- **Provided entries**
--- START ---

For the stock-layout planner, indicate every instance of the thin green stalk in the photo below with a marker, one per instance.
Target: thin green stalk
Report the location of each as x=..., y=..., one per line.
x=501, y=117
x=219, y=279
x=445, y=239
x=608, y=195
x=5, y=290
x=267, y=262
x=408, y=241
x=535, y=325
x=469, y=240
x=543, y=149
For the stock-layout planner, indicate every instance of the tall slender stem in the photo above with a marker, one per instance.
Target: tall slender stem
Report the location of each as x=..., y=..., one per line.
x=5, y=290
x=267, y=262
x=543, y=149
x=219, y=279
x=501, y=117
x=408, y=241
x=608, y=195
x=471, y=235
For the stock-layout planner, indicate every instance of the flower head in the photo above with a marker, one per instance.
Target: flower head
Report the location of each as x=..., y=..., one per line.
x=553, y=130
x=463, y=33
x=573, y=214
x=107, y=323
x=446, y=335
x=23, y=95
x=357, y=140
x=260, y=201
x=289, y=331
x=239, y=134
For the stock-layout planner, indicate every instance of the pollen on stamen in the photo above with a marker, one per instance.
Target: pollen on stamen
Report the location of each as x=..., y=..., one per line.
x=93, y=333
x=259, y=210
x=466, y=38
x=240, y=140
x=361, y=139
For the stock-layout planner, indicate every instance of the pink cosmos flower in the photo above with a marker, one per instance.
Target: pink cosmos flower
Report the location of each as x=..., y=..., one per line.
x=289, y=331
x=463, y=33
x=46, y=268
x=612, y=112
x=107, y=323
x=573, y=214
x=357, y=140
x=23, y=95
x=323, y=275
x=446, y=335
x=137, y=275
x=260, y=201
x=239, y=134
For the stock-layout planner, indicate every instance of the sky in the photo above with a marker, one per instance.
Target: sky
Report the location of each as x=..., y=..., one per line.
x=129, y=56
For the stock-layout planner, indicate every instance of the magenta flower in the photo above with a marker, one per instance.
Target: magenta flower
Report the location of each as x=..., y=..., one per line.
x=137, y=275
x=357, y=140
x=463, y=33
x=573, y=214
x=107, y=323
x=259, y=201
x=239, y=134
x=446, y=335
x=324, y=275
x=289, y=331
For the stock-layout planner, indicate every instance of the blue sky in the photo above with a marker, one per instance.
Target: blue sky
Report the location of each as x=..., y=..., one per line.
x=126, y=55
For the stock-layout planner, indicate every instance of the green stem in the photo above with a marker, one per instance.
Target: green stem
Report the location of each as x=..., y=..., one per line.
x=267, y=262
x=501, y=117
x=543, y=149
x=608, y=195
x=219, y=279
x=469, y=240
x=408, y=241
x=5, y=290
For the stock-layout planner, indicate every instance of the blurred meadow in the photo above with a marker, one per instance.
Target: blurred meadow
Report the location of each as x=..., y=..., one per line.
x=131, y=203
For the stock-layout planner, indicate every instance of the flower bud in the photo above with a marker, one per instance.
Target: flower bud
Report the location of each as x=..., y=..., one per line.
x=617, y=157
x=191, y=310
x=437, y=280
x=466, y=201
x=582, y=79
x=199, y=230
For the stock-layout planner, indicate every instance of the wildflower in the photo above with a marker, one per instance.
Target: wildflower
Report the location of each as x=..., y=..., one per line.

--- END ---

- **The request**
Print back all the lines verbatim.

- **Answer for the task**
For the stock-layout planner, indicate every instance of the thin green stalk in the photo below with a marker, one per instance.
Target: thin green stalk
Report the location of each as x=..., y=..., one per line.
x=501, y=117
x=219, y=279
x=445, y=239
x=608, y=195
x=5, y=290
x=267, y=262
x=408, y=241
x=535, y=325
x=469, y=240
x=543, y=149
For the stock-layout planner, indicate every instance of the tall slender stem in the photo above with a marker, one per instance.
Target: tall slender stem
Report the location of each as x=..., y=..., one per line.
x=5, y=290
x=267, y=262
x=543, y=149
x=219, y=279
x=501, y=117
x=408, y=241
x=608, y=195
x=471, y=235
For the stock-layout planner, indicate every instance of the flower head in the photo above with a marker, one per instance.
Target: flower head
Report the location of each as x=..., y=..., one per line.
x=553, y=130
x=463, y=33
x=573, y=214
x=107, y=323
x=446, y=335
x=23, y=95
x=357, y=140
x=260, y=201
x=289, y=331
x=239, y=134
For the stock-layout planner, indicate every instance of the pollen on stamen in the photo above with a marker, one per instance.
Target: pollen on stamen
Report the location of each as x=..., y=..., one per line.
x=93, y=333
x=259, y=210
x=466, y=38
x=240, y=140
x=361, y=139
For the stock-layout planner, indicate every instance of the pink cosmos flower in the photo above with a marker, one per instance.
Target: pink cosmos flower
Report the location of each as x=..., y=..., one per line.
x=289, y=331
x=463, y=33
x=46, y=268
x=612, y=112
x=107, y=323
x=573, y=214
x=357, y=140
x=23, y=95
x=323, y=275
x=446, y=335
x=137, y=275
x=260, y=201
x=239, y=134
For the stock-layout planner, indicate every instance of the sky in the photo above with a marker, one per instance.
Target: sky
Report the location of each as x=..., y=..., one per line.
x=129, y=56
For the stock-layout planner, indicate every instance of the magenta flower in the photo above with a marker, one per instance.
Target: magenta flower
Report the location of each as x=..., y=..., one per line.
x=137, y=275
x=357, y=140
x=463, y=33
x=573, y=214
x=107, y=323
x=259, y=201
x=239, y=134
x=446, y=335
x=324, y=275
x=289, y=331
For the stock-layout planner, indicate every instance of the blue sky in the photo above with a marker, one per instance.
Target: blue sky
Report the location of each as x=..., y=..., one per line.
x=126, y=55
For the stock-layout planner, indicate every instance of the green stem in the photo above with a marker, one per instance.
Target: green stem
Report the location of each as x=..., y=..., one per line.
x=267, y=262
x=501, y=117
x=543, y=149
x=608, y=195
x=219, y=279
x=469, y=240
x=408, y=241
x=5, y=290
For the stock-layout planner, indicate every instance of the blurred meadow in the photo above with a marker, one per instance.
Target: blurred meadow
Report the location of each as x=..., y=..., one per line.
x=131, y=203
For the stock-layout planner, indicate every instance of the flower bud in the photo above with a marker, one per instance.
Target: flower bud
Report the location of each as x=..., y=..., one per line.
x=617, y=157
x=191, y=310
x=437, y=280
x=466, y=201
x=582, y=79
x=199, y=230
For the stock-layout planner, indicate every instance of the wildflower in the photo above with a marker, one per instance.
Target: wildflower
Report the location of each as x=..., y=..., one per line.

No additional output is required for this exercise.